3.4: Power & Efficiency


Question 1
Calculate the power for the given energies and time:
(a) 20 J at 5 s;
(b) 100 J at 100 s;
(c) 45 J at 23 s.

Question 2
Calculate the time for the given energy and power:
(a) 100 W and 10 J;
(b) 1 kW and 5 kJ;
(c) 25 kW and 1 MJ.

Question 3
A person of weight 480 N climbs up the stairs of height 10 m in 12 s.
Calculate the power in each leg.

Question 4
An aircraft powered by engines that exert a force of 40 kN is in level flight at a
constant velocity of 80 m s -1. Calculate the motive power of the engine at this
speed.

Question 5
Calculate the drag force experienced by a lorry with motive power of 228 kW
moving at a constant speed of 31 m s-1.
What will its acceleration be?

Question 6
A child of mass 46 kg climbs 2.5 m up a rope in 18 s. Calculate:
(a) The work done;
(b) The energy transferred per second.

Question 7
Calculate the power of the engines of an aircraft at a speed of 250 m s -1, if the
maximum resistance felt by the aircraft is 2.0 MN.

Question 8
Calculate the height through which a 5 kg mass would need to be dropped to lose
the same amount of energy as a 100 W light bulb would use in 1 minute.

AS Physics Iqbal Hussain


Topic 3 Work, Energy and Power

Question 9
A rocket of mass 5 800 kg accelerates vertically from rest to a maximum speed
of 220 m s-1 in 25 s. Calculate:
(a) Its gain of potential energy;
(b) Its gain in kinetic energy;
(c) The power output of its engine.

•••••

_Problem details_
Write the next part of the power and efficiency worksheet, picking up right after part (c) of Question 9. The lines have nothing to do with the power and efficiency worksheet.

_Entries supplied_

•••••

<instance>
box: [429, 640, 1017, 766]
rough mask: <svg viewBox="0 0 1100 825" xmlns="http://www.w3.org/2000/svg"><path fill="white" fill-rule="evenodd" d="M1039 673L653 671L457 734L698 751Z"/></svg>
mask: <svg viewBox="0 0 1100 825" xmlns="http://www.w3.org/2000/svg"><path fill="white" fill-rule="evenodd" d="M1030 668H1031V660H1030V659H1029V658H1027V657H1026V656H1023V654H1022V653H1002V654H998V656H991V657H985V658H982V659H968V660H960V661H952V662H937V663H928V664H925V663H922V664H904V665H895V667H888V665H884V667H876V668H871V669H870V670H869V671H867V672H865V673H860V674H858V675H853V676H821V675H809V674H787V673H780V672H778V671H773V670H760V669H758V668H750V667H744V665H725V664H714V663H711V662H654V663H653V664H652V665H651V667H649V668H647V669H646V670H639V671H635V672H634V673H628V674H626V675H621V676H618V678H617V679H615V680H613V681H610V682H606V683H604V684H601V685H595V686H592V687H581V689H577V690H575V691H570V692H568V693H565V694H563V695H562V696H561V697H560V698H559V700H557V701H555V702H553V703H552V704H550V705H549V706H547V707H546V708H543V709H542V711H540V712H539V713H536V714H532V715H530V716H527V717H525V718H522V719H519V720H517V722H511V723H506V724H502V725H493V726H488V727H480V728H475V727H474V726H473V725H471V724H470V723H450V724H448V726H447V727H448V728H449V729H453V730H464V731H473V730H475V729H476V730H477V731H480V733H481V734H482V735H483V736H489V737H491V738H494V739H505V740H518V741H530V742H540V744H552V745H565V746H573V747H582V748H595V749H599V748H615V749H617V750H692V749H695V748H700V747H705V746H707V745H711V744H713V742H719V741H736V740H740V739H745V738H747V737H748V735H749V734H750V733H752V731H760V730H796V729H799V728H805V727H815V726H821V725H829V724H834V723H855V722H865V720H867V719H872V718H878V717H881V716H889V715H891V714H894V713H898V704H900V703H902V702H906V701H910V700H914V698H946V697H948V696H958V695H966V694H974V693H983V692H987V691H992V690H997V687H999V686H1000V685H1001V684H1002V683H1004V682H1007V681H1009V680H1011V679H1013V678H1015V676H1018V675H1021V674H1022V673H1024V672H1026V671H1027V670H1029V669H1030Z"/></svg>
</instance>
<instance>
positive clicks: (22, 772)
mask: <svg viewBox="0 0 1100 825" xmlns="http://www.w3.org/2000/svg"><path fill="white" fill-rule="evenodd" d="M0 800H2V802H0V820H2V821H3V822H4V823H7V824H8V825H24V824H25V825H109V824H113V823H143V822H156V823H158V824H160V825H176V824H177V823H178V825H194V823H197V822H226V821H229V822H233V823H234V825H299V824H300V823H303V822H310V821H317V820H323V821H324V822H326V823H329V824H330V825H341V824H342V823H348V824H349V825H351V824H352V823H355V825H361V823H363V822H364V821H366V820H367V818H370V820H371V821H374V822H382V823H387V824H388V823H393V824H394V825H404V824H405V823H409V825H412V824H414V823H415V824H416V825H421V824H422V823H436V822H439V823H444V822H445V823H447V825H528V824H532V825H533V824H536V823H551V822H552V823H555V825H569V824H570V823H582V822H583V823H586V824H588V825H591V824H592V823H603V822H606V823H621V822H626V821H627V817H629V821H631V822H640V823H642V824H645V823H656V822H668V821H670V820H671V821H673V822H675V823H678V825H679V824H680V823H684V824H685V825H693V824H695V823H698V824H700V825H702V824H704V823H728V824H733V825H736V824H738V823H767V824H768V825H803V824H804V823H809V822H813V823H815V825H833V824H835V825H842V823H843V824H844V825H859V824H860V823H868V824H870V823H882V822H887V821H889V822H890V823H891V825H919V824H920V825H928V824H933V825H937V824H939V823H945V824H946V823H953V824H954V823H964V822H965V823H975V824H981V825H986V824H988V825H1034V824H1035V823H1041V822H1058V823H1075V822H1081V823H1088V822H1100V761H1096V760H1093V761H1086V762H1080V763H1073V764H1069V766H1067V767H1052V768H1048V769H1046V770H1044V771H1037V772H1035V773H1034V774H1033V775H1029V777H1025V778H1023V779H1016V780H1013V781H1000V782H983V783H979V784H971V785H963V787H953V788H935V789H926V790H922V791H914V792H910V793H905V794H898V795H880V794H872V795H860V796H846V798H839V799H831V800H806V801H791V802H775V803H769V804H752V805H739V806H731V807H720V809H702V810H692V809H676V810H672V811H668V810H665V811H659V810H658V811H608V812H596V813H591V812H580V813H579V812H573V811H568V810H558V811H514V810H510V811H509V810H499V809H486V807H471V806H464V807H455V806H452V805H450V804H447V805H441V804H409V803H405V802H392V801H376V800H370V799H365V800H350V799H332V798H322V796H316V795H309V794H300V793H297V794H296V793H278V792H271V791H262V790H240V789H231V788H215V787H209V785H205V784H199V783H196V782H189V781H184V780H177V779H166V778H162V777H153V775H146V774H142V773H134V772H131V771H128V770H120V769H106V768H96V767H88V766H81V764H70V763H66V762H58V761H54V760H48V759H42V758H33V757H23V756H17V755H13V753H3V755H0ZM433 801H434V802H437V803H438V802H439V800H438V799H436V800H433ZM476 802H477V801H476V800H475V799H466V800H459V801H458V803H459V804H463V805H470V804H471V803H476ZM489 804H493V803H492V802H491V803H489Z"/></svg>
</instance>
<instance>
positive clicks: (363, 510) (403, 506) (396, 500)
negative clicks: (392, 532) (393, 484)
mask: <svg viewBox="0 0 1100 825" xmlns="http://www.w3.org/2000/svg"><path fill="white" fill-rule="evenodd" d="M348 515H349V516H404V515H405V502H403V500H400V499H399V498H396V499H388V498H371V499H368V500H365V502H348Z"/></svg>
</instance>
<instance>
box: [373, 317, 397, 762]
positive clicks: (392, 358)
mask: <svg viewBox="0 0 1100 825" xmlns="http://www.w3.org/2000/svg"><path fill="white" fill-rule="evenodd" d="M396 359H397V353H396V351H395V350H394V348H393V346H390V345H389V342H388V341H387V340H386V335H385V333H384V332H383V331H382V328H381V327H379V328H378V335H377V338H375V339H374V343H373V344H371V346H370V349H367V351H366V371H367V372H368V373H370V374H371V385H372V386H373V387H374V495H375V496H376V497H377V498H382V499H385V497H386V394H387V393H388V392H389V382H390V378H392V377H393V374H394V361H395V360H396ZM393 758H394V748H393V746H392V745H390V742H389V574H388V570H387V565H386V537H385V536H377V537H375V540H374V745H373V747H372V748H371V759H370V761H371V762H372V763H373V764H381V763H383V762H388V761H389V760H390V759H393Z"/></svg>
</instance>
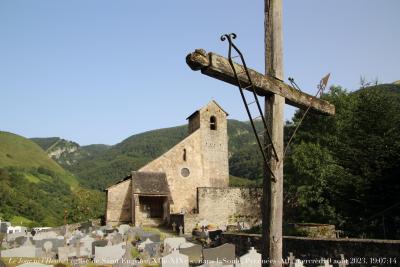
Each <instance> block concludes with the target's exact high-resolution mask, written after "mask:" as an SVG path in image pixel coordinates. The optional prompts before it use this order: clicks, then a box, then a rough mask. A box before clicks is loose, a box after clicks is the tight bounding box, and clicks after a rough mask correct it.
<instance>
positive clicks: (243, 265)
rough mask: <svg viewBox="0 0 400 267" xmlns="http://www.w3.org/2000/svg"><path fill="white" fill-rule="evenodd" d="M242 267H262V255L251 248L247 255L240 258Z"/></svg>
mask: <svg viewBox="0 0 400 267" xmlns="http://www.w3.org/2000/svg"><path fill="white" fill-rule="evenodd" d="M240 267H261V254H260V253H258V252H257V251H256V250H255V249H254V247H251V248H250V250H249V252H248V253H247V254H244V255H243V256H242V257H240Z"/></svg>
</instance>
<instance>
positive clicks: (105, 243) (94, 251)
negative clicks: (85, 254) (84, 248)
mask: <svg viewBox="0 0 400 267" xmlns="http://www.w3.org/2000/svg"><path fill="white" fill-rule="evenodd" d="M107 243H108V241H107V240H96V241H93V242H92V255H94V254H95V247H105V246H107Z"/></svg>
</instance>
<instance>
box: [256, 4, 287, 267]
mask: <svg viewBox="0 0 400 267" xmlns="http://www.w3.org/2000/svg"><path fill="white" fill-rule="evenodd" d="M264 13H265V20H264V30H265V40H264V42H265V75H266V76H270V77H275V78H277V79H279V80H283V46H282V0H264ZM284 106H285V98H284V97H283V96H280V95H278V94H272V95H267V96H265V112H264V114H265V119H266V122H267V126H268V127H269V132H270V133H271V137H272V143H273V144H274V146H275V150H276V152H277V154H278V158H276V157H275V155H274V154H273V153H271V151H269V152H268V153H267V155H268V158H269V159H268V161H269V166H270V169H271V171H272V173H273V175H274V177H275V179H272V177H271V175H272V174H271V172H269V171H266V170H265V171H264V180H263V201H262V203H261V213H262V218H263V219H262V230H263V231H262V240H263V245H264V247H263V251H262V253H261V254H262V260H263V266H282V239H283V238H282V216H283V129H284V116H283V115H284ZM264 140H267V138H264ZM270 150H271V149H270ZM278 160H280V161H278ZM268 261H269V262H270V264H268Z"/></svg>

•••••

_Output_
(d) What assumptions have been made?

Question 10
In a test of muscles efficiency, an athlete on an exercise bicycle pedals against
a brake force of 30 N at a speed of 15 m s-1.
(a) Calculate the useful energy per second used by the athlete’s muscles.
(b) If the efficiency of the muscles is 25%, calculate the energy per second
supplied to the athletes muscles.

Question 11
An athlete of 90 kg performs press ups at the rate of 50 per minute for 6
minutes. For each press up, he raises 24 cm. Calculate:
(a) The total work done;
(b) The power required;
(c) The energy supplied if the efficiency of the muscles are 20%.
(d) Explain why the efficiency is low.

Question 12
A cars engine has a power output of 6.2 kW and uses fuel which releases 45 MJ
per kg when burned. At a speed of 30 m s -1 on a level road, the fuel usage of the
vehicle is 18 km per kg. Calculate:
(a) The time taken by the vehicle to travel 18 km at 30 m s -1;
(b) The useful energy supplied by the engine in this time;
(c) The overall efficiency of the engine.

Question 13
A power station has an overall efficiency of 35% and it produces 200 MW of
electrical power every second.
When 1 kg of fuel is burned, it releases 80 MJ of energy. Calculate:
(a) The energy per second supplied by the fuel;
(b) The mass of fuel burned per day.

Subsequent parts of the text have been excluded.